PASSAGE PROVIDED:
# # # # # # #
OpenAI’s ChatGPT ads just went cost-per-click, and the AI advertising war has its battle lines

OpenAI Shifts ChatGPT Ads to Cost-per-Click as CPM Erodes

April 22, 2026 - 9:55 am

OpenAI has transitioned ChatGPT's advertising model from Cost per Thousand Impressions (CPM) to Cost per Click (CPC), placing the company in direct competition with Google and Meta for performance ad budgets just ten weeks after introducing ads within its chatbot. Advertisers can now bid between $3 and $5 per click, with a minimum spend of $50,000, down from the previous $250,000.

This shift was prompted by a significant drop in CPMs, which eroded from $60 at launch in February to as low as $25 in some cases. This made the volume-based impressions model unsustainable for a company projecting $14 billion in losses this year.

The ads appear at the bottom of ChatGPT responses, clearly labeled "sponsored" and visually separated from the answer. While users on the free tier and $8-per-month Go plan see ads, paid subscribers on Plus, Pro, Business, Enterprise, and Education tiers do not. OpenAI emphasizes that advertisers cannot access user conversations, chat history, names, email addresses, or IP addresses, receiving only aggregated performance data. Targeting is contextual, aligning with the conversation topic rather than demographic or third-party data.

From a mere experiment to a fully-fledged ad platform in ten weeks, OpenAI's rapid expansion is notable. They initially introduced advertising on February 9th with a CPM model, and within two months, the pilot program achieved $100 million in annualized revenue with several hundred advertisers on board. OpenAI forecasts $2.5 billion in ad revenue for 2026, projected to scale to $100 billion by 2030.
# # # # # # #
DATA:
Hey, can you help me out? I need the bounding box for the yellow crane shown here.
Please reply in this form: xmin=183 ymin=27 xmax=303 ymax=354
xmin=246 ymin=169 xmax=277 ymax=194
# # # # # # #
REQUIREMENT 1:
According to the article on ChatGPT ads, what is the minimum spend now required of advertisers?
REQUIREMENT 2:
Write out the stretch of the article on ChatGPT ads from "This shift was" through "or third-party data.".

REPLY 1:
$50,000

REPLY 2:
This shift was prompted by a significant drop in CPMs, which eroded from $60 at launch in February to as low as $25 in some cases. This made the volume-based impressions model unsustainable for a company projecting $14 billion in losses this year.

The ads appear at the bottom of ChatGPT responses, clearly labeled "sponsored" and visually separated from the answer. While users on the free tier and $8-per-month Go plan see ads, paid subscribers on Plus, Pro, Business, Enterprise, and Education tiers do not. OpenAI emphasizes that advertisers cannot access user conversations, chat history, names, email addresses, or IP addresses, receiving only aggregated performance data. Targeting is contextual, aligning with the conversation topic rather than demographic or third-party data.